• [Your tasks]
#1 List every percentage of the nitrogen storage capacity that the excerpt on the nitrogen supply contract mentions.
#2 Continue the excerpt on the nitrogen supply contract from the point where it stops.

• [Excerpted text]
* * * * *

The contract was a "requirement" contract—deliveries were based on how much liquid nitrogen defendant had in its tanks. As a result, plaintiff typically made deliveries seven days a week, and sometimes several times a day.

Under the contract's terms, defendant's exclusive remedy if plaintiff failed to timely deliver the nitrogen was "cover damages."

(B) CHEVRON'S EXCLUSIVE REMEDY FOR THE UNEXCUSED FAILURE ON THE PART OF SUPPLIER TO DELIVER PRODUCT TO CHEVRON WHEN REQUIRED HEREUNDER, WHETHER OR NOT SUCH FAILURE WAS CAUSED, IN WHOLE OR IN PART, BY ANY NEGLIGENCE, SHALL BE TO RECOVER FROM SUPPLIER THE DIFFERENCE BETWEEN THE COST TO PURCHASER OF ANY REASONABLE PURCHASE OF PRODUCT IN SUBSTITUTION FOR THE PRODUCT THAT [BOC] SO FAILED TO DELIVER AND THE LESSER PRICE OF SUCH QUANTITY OF PRODUCT HEREUNDER, REDUCED BY ANY EXPENSES SAVED BY CHEVRON.

When the nitrogen level fell below fifty percent of the total storage capacity, the operator of defendant's plant would inform plaintiff that the levels were depleting and check on the time for the next delivery. At a twenty-five percent level of nitrogen, defendant considered the situation "critical," and at a ten-percent level defendant could no longer maintain normal operation of the plant.

* * * * *

• [Data supplied]
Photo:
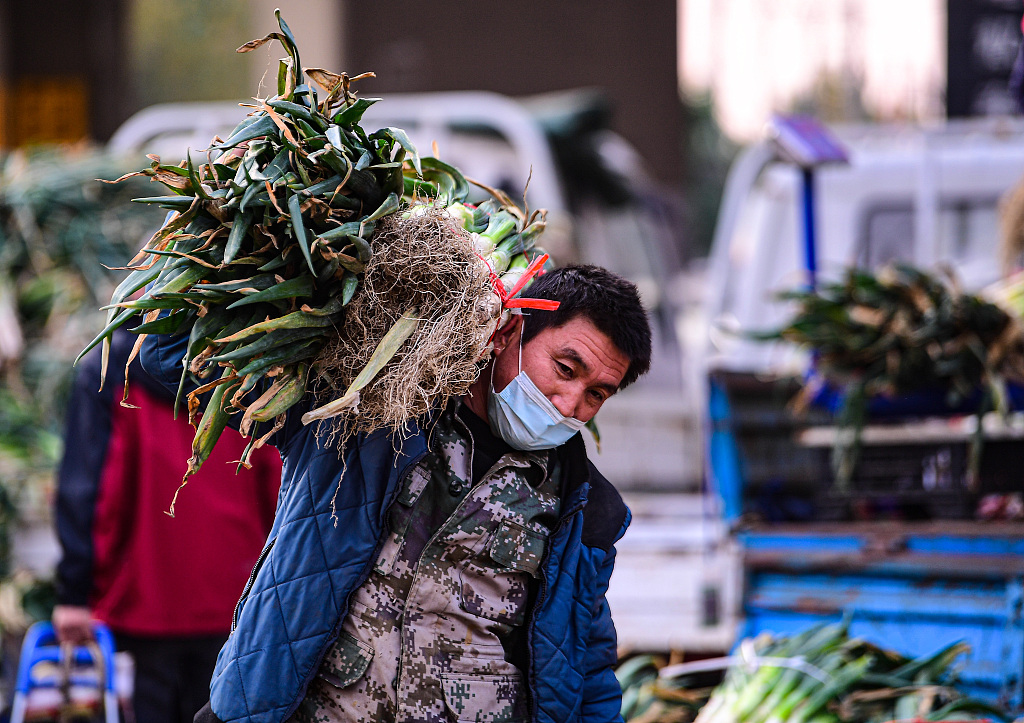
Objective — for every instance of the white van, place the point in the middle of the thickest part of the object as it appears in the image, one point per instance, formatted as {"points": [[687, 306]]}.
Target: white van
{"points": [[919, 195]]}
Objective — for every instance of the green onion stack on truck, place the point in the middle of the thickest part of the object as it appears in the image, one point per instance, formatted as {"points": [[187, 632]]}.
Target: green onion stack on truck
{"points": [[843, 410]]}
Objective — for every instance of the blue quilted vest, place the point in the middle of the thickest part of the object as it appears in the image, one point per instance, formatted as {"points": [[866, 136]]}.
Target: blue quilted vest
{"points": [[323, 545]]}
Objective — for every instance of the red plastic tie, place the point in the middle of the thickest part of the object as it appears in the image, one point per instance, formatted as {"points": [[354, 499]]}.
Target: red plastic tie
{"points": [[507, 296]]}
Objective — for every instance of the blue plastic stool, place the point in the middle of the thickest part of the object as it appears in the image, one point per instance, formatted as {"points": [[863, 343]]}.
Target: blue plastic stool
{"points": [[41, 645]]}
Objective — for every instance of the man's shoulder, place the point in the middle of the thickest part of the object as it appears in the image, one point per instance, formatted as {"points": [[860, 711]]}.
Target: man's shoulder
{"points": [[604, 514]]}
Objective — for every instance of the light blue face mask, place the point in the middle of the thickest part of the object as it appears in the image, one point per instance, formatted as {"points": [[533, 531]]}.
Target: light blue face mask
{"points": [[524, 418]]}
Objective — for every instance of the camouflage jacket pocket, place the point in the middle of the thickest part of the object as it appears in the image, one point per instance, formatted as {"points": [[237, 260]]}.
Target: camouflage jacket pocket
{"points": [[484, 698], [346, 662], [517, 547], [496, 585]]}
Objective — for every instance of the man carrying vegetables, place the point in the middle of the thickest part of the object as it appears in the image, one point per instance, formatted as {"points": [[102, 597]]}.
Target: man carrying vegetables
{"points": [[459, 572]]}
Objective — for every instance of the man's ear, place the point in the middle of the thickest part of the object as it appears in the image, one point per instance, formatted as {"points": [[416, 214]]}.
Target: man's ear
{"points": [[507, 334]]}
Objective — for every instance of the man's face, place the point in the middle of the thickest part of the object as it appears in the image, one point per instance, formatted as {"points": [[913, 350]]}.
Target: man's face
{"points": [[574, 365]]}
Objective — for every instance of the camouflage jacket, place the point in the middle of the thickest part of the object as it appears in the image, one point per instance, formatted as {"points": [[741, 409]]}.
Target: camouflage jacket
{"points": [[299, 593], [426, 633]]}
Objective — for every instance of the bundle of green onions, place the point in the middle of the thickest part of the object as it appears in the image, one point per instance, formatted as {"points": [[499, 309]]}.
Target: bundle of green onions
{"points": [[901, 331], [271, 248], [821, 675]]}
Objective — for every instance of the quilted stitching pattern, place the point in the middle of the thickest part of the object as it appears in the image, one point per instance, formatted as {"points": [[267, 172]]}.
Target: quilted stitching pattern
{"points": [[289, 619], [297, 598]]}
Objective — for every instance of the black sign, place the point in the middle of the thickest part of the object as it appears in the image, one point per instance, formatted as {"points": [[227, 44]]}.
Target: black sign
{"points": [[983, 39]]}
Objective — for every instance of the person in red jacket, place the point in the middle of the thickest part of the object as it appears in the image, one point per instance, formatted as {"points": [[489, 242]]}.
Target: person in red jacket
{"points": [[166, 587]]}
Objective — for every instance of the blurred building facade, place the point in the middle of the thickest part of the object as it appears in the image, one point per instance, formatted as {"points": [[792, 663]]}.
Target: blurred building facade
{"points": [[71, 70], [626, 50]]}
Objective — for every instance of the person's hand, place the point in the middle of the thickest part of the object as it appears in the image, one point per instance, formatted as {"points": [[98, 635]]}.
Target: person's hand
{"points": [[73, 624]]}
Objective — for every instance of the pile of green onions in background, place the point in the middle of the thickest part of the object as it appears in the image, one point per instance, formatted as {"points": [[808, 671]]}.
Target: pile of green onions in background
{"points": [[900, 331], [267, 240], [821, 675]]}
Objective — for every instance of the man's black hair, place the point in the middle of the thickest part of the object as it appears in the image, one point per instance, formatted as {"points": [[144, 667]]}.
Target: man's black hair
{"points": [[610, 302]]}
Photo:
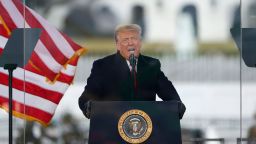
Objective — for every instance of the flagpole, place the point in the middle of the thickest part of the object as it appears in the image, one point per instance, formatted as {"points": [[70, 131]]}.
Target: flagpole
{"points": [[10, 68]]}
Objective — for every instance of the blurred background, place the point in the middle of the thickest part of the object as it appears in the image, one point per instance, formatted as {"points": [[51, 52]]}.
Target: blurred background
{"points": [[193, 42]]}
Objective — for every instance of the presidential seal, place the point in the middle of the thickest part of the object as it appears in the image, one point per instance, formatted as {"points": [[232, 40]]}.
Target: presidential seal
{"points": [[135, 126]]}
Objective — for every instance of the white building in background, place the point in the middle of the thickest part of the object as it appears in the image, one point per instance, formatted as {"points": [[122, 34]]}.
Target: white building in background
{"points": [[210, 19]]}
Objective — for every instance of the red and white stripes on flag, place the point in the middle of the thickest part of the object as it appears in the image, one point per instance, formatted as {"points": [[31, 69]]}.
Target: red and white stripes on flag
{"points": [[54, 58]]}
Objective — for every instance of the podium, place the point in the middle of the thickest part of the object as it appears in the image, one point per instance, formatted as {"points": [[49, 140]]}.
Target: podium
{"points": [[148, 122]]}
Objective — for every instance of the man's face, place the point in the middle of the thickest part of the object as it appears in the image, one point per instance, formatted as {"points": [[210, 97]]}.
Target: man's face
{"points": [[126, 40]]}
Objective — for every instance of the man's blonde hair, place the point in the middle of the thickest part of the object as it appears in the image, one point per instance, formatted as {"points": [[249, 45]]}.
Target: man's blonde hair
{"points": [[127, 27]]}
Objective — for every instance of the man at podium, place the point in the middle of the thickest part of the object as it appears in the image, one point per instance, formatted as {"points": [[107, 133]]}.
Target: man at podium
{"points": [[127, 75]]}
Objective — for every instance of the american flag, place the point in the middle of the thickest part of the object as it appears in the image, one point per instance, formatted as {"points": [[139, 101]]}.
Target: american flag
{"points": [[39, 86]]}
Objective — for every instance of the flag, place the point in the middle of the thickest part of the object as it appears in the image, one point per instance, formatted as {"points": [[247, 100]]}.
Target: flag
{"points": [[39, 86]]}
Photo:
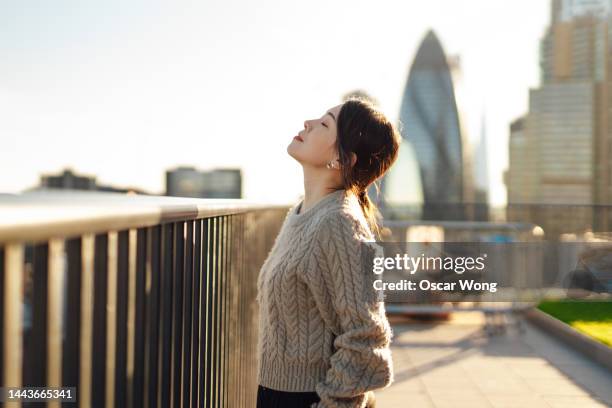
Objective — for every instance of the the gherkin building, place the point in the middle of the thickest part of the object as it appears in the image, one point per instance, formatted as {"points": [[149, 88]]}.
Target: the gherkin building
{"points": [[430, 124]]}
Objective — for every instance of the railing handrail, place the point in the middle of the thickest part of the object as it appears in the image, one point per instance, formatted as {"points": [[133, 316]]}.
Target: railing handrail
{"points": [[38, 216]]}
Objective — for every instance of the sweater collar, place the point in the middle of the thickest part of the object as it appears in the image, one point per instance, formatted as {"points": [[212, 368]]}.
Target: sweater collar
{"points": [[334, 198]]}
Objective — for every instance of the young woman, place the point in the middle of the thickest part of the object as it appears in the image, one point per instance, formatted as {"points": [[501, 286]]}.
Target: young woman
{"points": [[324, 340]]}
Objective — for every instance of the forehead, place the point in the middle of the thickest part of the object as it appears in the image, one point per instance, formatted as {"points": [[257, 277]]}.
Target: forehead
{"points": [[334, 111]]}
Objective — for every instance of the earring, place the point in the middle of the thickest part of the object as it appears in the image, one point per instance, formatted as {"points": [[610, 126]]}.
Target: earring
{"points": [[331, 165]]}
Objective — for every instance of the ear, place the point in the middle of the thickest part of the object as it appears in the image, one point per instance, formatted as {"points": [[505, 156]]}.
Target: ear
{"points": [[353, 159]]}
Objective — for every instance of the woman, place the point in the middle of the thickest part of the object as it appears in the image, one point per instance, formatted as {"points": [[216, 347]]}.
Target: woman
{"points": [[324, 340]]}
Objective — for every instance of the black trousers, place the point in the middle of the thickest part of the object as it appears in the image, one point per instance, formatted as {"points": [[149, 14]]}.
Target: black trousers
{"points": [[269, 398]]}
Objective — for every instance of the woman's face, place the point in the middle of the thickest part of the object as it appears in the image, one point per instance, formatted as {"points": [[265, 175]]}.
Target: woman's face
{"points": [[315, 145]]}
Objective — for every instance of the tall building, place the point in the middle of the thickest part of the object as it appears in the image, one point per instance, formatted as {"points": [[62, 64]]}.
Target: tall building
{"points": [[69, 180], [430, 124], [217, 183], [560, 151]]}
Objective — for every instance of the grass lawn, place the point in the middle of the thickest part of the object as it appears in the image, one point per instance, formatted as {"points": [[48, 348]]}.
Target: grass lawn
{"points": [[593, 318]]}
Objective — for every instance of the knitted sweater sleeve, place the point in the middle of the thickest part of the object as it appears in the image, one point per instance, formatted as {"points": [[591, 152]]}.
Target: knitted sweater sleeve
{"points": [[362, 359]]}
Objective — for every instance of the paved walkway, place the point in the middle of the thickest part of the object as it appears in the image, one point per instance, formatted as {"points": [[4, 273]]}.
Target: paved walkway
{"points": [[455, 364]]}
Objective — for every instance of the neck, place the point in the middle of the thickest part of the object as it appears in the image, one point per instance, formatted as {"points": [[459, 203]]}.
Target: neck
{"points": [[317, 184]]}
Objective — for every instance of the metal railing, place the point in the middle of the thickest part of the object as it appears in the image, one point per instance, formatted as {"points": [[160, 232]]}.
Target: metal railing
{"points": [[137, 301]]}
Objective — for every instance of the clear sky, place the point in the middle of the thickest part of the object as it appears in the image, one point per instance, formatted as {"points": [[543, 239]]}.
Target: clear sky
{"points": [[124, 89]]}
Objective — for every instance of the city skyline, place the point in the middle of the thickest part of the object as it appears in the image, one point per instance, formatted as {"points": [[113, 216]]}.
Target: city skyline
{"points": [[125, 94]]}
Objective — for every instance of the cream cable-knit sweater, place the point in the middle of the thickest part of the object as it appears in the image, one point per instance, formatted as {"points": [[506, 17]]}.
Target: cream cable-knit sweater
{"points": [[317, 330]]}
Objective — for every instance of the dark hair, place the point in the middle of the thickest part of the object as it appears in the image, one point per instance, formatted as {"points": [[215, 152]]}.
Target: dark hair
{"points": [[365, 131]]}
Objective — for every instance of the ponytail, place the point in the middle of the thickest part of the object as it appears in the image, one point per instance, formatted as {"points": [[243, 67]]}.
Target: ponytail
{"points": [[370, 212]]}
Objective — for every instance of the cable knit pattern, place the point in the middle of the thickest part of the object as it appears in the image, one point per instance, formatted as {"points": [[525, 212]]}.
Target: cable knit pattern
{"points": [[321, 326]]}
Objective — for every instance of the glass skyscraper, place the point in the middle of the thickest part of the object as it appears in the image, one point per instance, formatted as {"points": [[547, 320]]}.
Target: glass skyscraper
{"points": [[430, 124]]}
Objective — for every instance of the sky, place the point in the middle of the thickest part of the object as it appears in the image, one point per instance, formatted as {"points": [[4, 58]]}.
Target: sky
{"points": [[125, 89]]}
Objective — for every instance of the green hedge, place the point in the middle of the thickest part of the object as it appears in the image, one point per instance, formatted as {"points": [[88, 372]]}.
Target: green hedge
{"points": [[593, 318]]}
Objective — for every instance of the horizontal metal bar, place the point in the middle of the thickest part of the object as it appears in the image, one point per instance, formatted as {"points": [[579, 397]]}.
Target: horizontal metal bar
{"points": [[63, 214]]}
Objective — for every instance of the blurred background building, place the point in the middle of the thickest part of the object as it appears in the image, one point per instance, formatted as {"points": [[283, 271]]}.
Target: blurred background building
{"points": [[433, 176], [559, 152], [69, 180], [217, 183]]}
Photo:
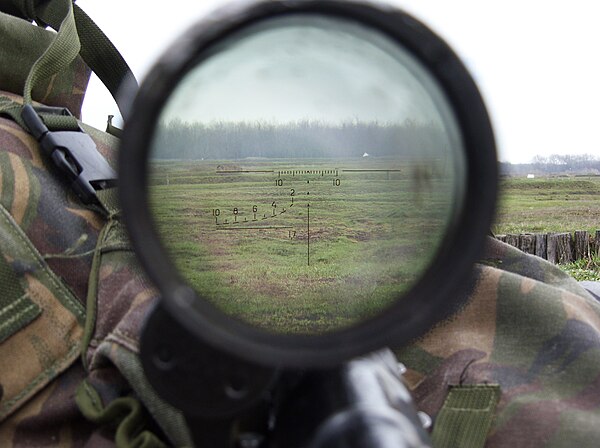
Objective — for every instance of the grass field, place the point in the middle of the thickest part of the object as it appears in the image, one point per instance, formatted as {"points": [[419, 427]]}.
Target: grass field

* * * * *

• [Answers provided]
#1
- fifty percent
- twenty-five percent
- ten percent

#2
Defendant claims that from August 1997 through June 1998 plaintiff made twenty-one late deliveries. A representative of defendant stated that on "many more than two times," because of its dissipating nitrogen levels, defendant's personnel would have to call plaintiff to find out when the next delivery would arrive. Plaintiff would usually promise delivery within four hours; however, the delivery would typically not arrive for as long as twelve hours. On May 19, 1998, defendant's nitrogen supply became so low that it had to connect its own nitrogen cylinders to the hot oil surge tank to maintain operation.

That same month, Steven Earle, defendant's operations supervisor, decided to terminate the contract with plaintiff and find another liquid nitrogen supplier. He testified that he opted to terminate the contract rather than seek cover damages because he could not find alternate suppliers to deliver the required nitrogen. He claimed other suppliers were hesitant "to come in and infringe on an existing contract,..." He did not know, however, which suppliers interpreted the contract that way. Although he believed that Air Products, a company that delivered nitrogen to defendant's other plants, as well as other chemicals to defendant's Belle Chase plant, "would have been one of them," Dennis H. Boushie, an Air Products representative, testified otherwise. He said that in early 1998, when a representative of defendant told him of defendant's problems with low nitrogen inventory levels, he represented that Air Products "had the product" and could supply the product to defendant. Allen Jackson, defendant's purchasing manager, confirmed this conversation. Although no agreement materialized from the discussion, Air Products did cover defendant's liquid nitrogen supply on one occasion, in September 1998 during a hurricane.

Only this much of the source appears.